### SUPPLIED RECORDS

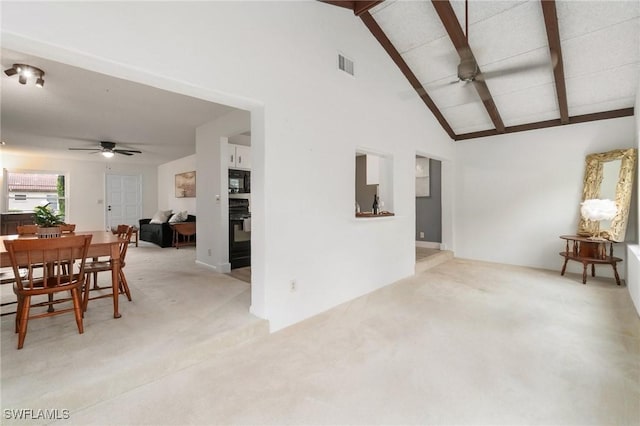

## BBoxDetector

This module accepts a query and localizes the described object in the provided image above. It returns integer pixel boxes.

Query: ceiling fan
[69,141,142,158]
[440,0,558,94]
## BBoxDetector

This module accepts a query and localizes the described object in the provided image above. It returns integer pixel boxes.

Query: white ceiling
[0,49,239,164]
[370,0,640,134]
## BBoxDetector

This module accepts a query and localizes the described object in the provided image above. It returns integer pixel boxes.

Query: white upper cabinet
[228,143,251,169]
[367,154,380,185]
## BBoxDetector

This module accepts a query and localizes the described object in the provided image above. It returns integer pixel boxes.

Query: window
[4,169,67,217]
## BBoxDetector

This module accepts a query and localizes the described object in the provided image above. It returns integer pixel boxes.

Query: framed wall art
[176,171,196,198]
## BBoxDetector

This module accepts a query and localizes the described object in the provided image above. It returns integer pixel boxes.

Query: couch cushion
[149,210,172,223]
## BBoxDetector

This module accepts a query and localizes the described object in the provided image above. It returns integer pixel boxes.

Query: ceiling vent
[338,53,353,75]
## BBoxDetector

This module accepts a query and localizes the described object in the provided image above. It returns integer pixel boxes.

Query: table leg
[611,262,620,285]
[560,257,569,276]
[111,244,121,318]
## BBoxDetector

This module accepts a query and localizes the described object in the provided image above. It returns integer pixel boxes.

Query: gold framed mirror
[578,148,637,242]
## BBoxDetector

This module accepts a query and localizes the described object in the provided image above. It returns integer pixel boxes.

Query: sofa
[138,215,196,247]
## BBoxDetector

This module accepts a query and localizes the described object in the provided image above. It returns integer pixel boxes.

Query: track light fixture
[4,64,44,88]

### TASK OBJECTIVE
Reproduce the items above verbatim, starting at their beginning and ending with the line containing "[367,154,380,185]", that line included. Leave out the pictures.

### IN RESPONSE
## BBoxDetector

This module accepts a query and localizes the described object in the provided image above. It returns integer pixel boxes.

Query: ceiling fan
[69,141,142,158]
[440,0,558,94]
## BBoxDetector

This module accepts a query and localizes the described object in the provided image above. It returns integer pixel boxes.

Query: white ceiling
[0,49,239,164]
[370,0,640,134]
## BBoxDetector

This module accepts a query and localizes the described object in the provided image above. It returns integer pixel boxes.

Query: white upper cabinet
[228,143,251,169]
[367,154,380,185]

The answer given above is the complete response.